## START

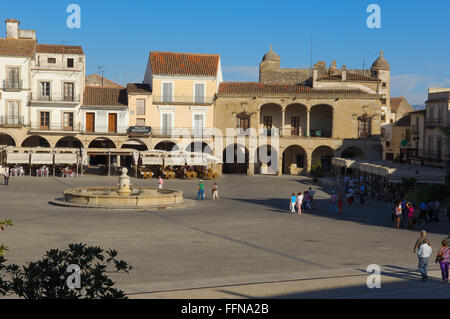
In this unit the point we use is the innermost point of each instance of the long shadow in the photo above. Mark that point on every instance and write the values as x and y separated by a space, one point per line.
367 214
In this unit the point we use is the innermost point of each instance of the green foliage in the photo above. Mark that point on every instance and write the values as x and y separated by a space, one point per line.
429 192
3 225
47 277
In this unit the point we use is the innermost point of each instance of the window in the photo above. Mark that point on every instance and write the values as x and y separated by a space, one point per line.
167 123
167 92
68 121
68 92
295 125
12 81
13 112
45 90
198 124
140 122
364 126
140 107
199 93
267 120
44 120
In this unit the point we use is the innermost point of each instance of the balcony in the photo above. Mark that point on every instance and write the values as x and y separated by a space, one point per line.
9 85
181 131
53 127
11 120
183 99
42 99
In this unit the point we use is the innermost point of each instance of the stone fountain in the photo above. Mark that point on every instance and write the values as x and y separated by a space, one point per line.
123 197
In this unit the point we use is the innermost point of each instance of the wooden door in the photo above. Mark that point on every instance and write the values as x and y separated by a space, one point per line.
112 122
90 122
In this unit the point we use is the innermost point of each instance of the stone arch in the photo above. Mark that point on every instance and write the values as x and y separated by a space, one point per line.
321 120
235 159
268 155
294 154
35 141
270 118
295 119
135 144
352 152
69 142
6 139
323 154
167 146
200 147
102 142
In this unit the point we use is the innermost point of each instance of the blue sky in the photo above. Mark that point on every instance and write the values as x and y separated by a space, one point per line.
118 35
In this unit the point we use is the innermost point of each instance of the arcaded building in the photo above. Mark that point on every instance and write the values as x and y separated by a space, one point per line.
293 119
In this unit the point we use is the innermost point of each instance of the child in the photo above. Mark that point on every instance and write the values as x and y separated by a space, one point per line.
292 204
215 192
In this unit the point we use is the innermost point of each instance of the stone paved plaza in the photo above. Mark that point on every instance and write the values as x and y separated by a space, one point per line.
245 245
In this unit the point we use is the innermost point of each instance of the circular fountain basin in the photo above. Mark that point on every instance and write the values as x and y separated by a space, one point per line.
109 197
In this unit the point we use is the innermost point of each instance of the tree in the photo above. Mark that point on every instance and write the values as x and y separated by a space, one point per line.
49 276
3 225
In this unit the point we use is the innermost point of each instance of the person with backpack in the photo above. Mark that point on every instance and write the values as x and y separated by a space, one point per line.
443 258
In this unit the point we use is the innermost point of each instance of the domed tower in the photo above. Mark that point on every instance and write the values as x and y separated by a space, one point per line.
382 70
270 62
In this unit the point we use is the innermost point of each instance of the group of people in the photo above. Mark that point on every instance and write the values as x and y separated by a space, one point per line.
302 201
423 249
406 211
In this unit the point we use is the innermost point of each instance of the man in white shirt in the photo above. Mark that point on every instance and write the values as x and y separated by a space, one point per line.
425 251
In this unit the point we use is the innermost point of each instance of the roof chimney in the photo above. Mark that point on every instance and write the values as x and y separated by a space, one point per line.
344 73
12 29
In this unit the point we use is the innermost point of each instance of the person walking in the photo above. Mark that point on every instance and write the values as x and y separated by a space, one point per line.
340 202
6 177
292 203
215 192
443 258
201 190
424 253
398 215
362 193
312 192
333 200
299 203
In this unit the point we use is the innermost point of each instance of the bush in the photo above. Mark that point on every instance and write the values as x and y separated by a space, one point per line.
48 277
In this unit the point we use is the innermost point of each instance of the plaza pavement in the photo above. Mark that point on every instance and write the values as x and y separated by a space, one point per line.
245 245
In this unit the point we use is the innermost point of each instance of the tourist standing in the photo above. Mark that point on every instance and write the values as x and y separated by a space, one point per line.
424 253
340 202
443 257
292 203
398 215
333 200
6 177
312 192
201 190
299 203
215 192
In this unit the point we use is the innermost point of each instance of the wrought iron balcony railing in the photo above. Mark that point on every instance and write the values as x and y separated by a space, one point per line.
11 120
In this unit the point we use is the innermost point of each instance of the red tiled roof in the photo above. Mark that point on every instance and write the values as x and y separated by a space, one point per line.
17 47
257 87
139 88
261 88
171 63
59 49
350 77
104 96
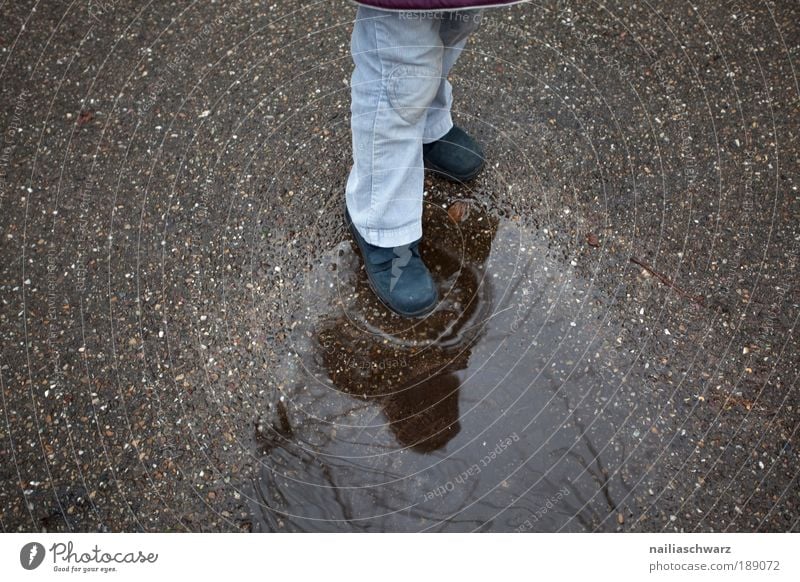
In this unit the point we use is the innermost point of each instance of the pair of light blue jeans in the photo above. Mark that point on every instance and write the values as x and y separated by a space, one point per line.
401 99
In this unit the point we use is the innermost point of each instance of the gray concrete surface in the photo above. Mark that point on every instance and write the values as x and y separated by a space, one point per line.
189 344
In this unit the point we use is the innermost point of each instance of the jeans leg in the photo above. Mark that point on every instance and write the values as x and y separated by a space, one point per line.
398 69
454 32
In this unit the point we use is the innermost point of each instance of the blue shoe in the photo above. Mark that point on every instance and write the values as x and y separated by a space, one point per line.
456 156
397 275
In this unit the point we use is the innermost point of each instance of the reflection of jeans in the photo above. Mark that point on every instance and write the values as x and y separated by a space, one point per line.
400 99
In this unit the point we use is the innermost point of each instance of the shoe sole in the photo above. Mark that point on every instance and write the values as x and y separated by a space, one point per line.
416 314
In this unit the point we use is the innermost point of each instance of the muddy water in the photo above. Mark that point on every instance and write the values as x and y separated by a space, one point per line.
489 414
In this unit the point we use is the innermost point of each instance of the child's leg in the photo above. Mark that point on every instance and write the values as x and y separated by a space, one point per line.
398 69
454 33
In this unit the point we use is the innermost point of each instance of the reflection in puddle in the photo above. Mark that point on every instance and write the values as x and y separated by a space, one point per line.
481 416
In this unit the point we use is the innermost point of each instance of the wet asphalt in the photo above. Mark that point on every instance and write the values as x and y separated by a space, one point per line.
189 342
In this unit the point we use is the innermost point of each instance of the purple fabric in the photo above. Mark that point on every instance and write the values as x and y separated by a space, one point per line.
433 4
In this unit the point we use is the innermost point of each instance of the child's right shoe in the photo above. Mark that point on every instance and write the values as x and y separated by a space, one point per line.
397 275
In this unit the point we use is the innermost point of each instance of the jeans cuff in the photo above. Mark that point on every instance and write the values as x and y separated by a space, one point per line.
439 129
392 237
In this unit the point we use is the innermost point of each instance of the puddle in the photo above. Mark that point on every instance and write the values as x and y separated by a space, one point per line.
486 415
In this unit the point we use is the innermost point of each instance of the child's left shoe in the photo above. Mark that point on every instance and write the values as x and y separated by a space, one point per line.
456 156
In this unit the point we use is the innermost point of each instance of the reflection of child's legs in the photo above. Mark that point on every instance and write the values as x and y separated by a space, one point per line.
398 69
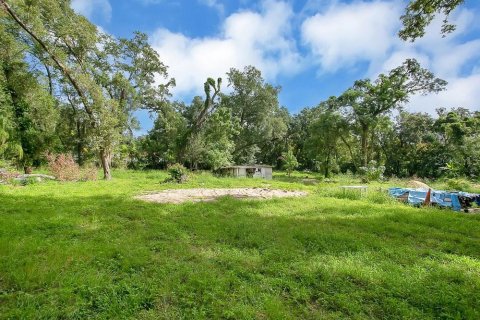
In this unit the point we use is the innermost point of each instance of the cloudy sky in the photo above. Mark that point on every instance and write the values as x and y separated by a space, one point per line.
311 48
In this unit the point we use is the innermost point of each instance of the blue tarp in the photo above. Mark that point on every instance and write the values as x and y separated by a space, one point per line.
438 197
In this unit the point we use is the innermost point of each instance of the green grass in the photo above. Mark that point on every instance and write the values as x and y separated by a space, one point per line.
90 251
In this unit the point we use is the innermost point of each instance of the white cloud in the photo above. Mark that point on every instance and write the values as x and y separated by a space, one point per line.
215 4
461 92
345 34
261 39
93 8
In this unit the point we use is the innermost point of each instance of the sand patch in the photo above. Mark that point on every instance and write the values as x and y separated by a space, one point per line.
201 194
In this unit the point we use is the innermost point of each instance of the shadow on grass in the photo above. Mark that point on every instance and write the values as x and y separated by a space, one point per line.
101 257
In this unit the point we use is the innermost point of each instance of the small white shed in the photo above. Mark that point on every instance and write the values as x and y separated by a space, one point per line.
249 171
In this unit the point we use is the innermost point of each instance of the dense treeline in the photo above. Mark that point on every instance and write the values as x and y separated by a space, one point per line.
66 87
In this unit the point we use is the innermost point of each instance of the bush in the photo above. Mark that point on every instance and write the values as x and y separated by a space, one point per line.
178 173
372 172
64 168
459 184
90 173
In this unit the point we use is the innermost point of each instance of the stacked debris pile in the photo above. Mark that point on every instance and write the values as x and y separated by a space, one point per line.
455 200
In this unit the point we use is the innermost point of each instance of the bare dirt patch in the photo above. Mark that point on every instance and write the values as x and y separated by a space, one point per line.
201 194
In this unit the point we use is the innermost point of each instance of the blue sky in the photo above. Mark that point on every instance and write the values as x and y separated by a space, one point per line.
312 48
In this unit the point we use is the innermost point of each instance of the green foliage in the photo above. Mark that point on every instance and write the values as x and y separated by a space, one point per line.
420 13
178 173
111 256
372 172
290 161
459 184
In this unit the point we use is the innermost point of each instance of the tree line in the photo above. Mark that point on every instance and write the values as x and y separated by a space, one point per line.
67 87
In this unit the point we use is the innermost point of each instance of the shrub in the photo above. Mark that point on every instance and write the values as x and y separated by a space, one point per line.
178 173
90 173
459 184
372 172
63 167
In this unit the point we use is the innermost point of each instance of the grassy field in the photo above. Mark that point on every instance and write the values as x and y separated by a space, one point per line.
88 250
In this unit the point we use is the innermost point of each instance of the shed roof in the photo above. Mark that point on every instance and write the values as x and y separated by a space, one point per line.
248 166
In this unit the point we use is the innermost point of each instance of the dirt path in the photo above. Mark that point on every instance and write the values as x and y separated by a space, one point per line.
197 195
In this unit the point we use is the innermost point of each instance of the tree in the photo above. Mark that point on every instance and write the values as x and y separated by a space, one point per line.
28 115
324 134
366 101
420 13
290 161
108 78
255 108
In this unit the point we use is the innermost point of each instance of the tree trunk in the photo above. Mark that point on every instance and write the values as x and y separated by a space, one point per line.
105 158
327 166
365 145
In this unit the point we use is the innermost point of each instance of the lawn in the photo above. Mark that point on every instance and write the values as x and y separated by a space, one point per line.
88 250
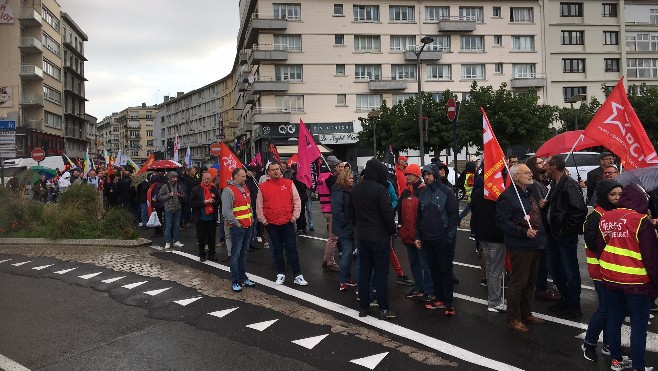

## END

» Exercise prompt
Count the lines in the records above that contain the string "iron". Reply with only that number.

» The response
1